#### [AIM OF THE EXERCISE]
Reproduce verbatim the records below, beginning with their first line and continuing through the line that contains "0 131 37 264", with both of those lines included.
◇ ◇ ◇ ◇ ◇
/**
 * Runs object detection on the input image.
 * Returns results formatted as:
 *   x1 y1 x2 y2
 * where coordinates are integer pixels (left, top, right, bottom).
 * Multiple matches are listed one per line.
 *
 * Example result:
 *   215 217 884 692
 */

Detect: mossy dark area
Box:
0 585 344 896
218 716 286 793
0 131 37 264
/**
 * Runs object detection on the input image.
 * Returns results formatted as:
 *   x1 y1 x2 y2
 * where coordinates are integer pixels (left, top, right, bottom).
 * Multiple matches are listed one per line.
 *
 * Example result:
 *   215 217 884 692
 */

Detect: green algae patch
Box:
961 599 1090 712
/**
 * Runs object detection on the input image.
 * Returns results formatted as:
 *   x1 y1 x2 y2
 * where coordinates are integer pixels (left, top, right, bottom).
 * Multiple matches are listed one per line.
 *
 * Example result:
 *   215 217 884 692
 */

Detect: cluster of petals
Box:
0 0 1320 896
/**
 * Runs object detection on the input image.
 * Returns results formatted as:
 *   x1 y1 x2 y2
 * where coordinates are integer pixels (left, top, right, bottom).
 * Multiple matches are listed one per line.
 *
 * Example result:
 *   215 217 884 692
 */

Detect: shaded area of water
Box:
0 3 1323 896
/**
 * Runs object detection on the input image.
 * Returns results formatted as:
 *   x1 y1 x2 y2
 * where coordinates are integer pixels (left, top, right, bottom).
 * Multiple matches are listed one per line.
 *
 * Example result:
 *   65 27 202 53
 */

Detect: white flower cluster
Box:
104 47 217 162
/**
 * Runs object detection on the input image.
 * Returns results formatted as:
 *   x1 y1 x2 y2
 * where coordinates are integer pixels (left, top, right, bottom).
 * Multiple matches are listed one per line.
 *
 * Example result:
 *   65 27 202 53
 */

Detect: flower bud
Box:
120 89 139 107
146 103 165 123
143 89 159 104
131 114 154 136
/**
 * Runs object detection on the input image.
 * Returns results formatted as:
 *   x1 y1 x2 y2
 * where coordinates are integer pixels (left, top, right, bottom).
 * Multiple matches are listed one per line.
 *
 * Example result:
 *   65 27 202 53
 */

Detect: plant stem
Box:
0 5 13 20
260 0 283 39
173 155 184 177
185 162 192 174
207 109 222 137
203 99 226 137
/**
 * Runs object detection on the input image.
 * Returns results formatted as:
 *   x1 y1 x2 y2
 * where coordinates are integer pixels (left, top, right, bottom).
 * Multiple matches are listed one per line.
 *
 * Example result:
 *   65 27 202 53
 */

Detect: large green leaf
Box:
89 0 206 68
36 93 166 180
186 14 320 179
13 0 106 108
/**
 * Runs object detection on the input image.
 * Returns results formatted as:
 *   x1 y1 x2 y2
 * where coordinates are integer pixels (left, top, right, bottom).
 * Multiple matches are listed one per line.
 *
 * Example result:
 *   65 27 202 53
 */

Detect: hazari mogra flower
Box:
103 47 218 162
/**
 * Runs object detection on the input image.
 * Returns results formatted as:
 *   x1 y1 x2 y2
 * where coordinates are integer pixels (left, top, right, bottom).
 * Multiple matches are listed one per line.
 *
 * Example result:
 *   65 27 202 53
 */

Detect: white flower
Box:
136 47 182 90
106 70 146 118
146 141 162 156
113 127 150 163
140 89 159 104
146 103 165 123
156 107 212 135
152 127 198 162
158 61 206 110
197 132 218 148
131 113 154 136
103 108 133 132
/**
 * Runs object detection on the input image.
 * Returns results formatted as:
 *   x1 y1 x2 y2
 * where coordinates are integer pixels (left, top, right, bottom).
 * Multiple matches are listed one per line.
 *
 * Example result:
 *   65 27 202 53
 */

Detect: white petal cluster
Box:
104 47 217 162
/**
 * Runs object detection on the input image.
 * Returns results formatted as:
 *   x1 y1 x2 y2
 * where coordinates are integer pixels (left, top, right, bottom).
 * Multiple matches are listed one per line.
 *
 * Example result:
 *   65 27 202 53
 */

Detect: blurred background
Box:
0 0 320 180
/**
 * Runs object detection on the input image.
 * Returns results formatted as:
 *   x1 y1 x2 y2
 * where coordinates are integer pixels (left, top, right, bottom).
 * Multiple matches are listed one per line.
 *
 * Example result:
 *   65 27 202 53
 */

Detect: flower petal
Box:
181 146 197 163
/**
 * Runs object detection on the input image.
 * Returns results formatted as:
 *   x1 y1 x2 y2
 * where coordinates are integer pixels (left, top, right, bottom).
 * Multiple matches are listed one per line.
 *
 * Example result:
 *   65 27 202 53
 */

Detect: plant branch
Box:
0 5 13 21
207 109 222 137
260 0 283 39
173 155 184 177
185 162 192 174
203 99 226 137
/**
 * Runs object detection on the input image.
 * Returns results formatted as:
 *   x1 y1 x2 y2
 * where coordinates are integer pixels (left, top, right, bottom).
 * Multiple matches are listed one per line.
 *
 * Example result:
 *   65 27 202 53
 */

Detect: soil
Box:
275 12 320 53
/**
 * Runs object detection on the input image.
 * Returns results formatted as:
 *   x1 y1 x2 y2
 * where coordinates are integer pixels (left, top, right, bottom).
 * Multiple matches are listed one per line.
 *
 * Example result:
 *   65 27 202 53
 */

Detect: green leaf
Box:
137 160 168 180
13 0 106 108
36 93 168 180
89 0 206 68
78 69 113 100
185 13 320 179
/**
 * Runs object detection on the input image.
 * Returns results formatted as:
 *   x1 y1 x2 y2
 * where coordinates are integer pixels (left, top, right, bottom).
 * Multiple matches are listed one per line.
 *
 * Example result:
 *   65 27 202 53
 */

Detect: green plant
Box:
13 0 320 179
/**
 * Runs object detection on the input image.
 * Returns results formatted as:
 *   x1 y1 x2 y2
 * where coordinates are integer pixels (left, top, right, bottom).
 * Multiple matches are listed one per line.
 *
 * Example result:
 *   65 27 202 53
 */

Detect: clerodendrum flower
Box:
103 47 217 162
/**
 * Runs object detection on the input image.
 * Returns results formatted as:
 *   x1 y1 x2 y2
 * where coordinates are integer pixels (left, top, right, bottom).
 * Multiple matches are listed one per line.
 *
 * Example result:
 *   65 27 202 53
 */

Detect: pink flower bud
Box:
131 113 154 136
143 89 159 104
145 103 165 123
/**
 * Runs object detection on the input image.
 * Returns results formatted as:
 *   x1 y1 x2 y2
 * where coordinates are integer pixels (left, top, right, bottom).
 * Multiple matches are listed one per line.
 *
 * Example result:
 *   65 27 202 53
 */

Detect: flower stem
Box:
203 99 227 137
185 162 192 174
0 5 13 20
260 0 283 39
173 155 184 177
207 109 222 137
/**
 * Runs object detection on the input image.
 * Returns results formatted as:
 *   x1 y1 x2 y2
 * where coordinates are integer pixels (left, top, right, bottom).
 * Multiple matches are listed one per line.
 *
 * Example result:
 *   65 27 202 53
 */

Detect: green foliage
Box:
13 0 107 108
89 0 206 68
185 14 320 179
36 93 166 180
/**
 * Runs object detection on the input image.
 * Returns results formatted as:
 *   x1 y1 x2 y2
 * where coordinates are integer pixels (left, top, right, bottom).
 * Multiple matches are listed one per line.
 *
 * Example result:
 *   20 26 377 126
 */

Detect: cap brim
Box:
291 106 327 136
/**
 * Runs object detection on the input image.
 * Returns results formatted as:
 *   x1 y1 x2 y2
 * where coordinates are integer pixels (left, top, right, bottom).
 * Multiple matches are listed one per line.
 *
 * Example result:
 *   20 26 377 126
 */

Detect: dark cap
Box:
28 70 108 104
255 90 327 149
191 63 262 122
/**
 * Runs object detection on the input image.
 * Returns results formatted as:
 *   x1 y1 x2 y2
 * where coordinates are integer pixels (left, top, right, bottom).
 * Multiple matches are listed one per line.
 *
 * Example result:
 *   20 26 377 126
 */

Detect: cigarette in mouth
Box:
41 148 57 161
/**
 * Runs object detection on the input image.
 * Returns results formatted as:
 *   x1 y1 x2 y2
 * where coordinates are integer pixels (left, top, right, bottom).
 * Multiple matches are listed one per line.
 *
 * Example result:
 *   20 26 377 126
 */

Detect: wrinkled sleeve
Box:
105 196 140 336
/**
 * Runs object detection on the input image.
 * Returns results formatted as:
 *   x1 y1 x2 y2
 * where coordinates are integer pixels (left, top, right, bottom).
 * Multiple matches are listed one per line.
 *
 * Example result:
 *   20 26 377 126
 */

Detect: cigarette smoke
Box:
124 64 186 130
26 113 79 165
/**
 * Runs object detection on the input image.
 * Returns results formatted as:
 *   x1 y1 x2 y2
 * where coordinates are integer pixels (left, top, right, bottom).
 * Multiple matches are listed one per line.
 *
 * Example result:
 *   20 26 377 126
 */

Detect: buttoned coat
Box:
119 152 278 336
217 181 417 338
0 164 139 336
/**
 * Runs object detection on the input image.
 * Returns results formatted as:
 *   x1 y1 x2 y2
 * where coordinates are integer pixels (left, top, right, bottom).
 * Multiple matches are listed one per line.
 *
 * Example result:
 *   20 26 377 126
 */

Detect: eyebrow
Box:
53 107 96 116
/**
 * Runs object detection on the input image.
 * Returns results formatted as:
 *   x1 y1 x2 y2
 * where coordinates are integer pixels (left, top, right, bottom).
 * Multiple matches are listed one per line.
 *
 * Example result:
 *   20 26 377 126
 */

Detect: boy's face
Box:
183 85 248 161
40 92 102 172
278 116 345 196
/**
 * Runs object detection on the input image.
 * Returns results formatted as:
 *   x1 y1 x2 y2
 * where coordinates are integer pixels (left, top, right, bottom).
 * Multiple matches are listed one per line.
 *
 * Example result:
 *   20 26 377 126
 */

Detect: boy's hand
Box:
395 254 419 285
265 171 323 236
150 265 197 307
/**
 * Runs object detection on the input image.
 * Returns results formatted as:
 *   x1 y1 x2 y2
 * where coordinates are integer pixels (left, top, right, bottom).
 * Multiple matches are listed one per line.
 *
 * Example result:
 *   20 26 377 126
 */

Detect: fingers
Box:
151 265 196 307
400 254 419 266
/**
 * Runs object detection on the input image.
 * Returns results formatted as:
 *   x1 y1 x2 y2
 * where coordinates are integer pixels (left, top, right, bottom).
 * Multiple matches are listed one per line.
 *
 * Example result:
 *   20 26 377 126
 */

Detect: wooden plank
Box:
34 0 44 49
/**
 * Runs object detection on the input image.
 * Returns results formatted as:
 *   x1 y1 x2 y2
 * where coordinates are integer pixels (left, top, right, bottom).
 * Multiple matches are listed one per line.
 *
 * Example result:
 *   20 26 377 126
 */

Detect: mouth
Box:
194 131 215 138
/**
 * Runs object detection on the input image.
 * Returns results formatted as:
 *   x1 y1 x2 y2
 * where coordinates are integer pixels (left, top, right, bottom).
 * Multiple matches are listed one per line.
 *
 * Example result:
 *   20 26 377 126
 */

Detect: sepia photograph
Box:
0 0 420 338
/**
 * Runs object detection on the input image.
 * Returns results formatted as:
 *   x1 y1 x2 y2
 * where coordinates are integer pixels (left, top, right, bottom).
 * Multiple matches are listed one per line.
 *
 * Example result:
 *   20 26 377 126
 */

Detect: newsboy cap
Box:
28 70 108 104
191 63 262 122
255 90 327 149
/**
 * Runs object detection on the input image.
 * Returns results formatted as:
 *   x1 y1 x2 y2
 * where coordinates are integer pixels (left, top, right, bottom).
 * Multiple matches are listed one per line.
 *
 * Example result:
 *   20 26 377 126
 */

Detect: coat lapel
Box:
◇ ◇ ◇ ◇ ◇
#### [RESPONSE TO THE TASK]
/**
 * Runs object detection on the input image.
 * Returns results formatted as:
 *   x1 y1 x2 y2
 * where coordinates are integer pixels (left, top, right, bottom).
 * Multiple matches are listed one per line.
 *
 * Example result:
 *   215 217 884 692
 */

Detect: mossy dark area
Box:
0 585 344 896
218 716 286 793
0 131 37 264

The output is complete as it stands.